EXTRACTED TEXT
Load Balancing Architecture and Service Discovery

Load Balancing Architecture ⚖️

The IP Address Problem

Single server scenario:

DNS maps domain → single IP
User connects directly to server

500 server scenario:

Each server has unique IP address
Which IP does DNS return?
If DNS returns one IP, that server gets all traffic (defeats purpose of horizontal scaling)

Load Balancer Solution 🎯

Architecture:

[Client] → [Load Balancer] → [Backend Server Pool (499 servers)]

Load balancer implementation:

Designate one machine from pool as load balancer
Install load balancing software (Nginx, Kong, HAProxy)
All client traffic routes through load balancer
Load balancer distributes requests to backend servers

DNS configuration:

DNS maps domain → load balancer IP only
Backend server IPs remain internal/hidden
Clients only know load balancer's address

Load Balancer Responsibilities 📜

1. Abstraction (Unified View)

Present single system interface to clients
Hide distributed architecture complexity
Clients unaware of multiple backend servers

2. Load Distribution

Distribute requests evenly across servers
Prevent individual server overload
Maintain balanced utilization across pool

Key distinction: Router forwards traffic blindly. Load balancer intelligently distributes based on server capacity and load.

Service Discovery: Tracking Available Servers 🕵️

The Discovery Problem

Load balancer must know:

✅ Which servers exist
✅ Which servers are healthy (operational)
✅ Which servers are failed/crashed

Challenge: Servers can fail at any time. Load balancer requires real-time awareness of backend pool health.

Solution #1: Heartbeat Mechanism (Push) 💓

Concept: Servers actively report their status to load balancer.

Implementation:

Load balancer exposes endpoint: /heartbeat
Each backend server periodically sends status (e.g., every 5 seconds):

POST /heartbeat
{
  "server_ip": "192.168.1.5",
  "status": "alive"
}

Load balancer maintains list of active servers
If server misses multiple consecutive heartbeats → marked as failed
Failed servers removed from routing pool

Advantages:

✅ Real-time health awareness
✅ Failed servers automatically removed
✅ No traffic routed to dead servers

Pattern: Push mechanism (servers push status to load balancer)

PROMPT 1
In the load balancing page, how often does each backend server send its status in the example given?
PROMPT 2
List every piece of load balancing software that the load balancing page names.
PROMPT 3
From the load balancing page, copy the part that begins at the words "DNS maps domain → load" and stops after "Abstraction (Unified View)".

ENTRIES SHOWN
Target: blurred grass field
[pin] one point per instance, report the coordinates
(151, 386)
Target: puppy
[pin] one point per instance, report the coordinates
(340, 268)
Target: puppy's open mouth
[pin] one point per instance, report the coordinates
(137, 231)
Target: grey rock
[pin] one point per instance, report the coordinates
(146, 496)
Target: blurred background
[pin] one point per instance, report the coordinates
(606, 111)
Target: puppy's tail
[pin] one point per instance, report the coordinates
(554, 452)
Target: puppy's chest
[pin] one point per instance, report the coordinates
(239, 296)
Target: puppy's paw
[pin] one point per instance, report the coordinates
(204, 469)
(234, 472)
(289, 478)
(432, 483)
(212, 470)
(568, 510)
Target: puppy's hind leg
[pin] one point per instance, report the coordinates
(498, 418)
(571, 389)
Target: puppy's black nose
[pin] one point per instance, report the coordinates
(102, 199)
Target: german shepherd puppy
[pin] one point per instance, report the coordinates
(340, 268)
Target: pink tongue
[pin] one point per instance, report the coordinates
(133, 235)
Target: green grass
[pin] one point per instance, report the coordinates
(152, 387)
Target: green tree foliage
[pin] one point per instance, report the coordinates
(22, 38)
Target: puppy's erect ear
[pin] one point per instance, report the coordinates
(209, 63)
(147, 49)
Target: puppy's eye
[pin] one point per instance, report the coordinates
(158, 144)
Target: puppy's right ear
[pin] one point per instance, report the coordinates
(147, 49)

REPLY 1
Every 5 seconds.

REPLY 2
Nginx, Kong, HAProxy

REPLY 3
DNS maps domain → load balancer IP only
Backend server IPs remain internal/hidden
Clients only know load balancer's address

Load Balancer Responsibilities 📜

1. Abstraction (Unified View)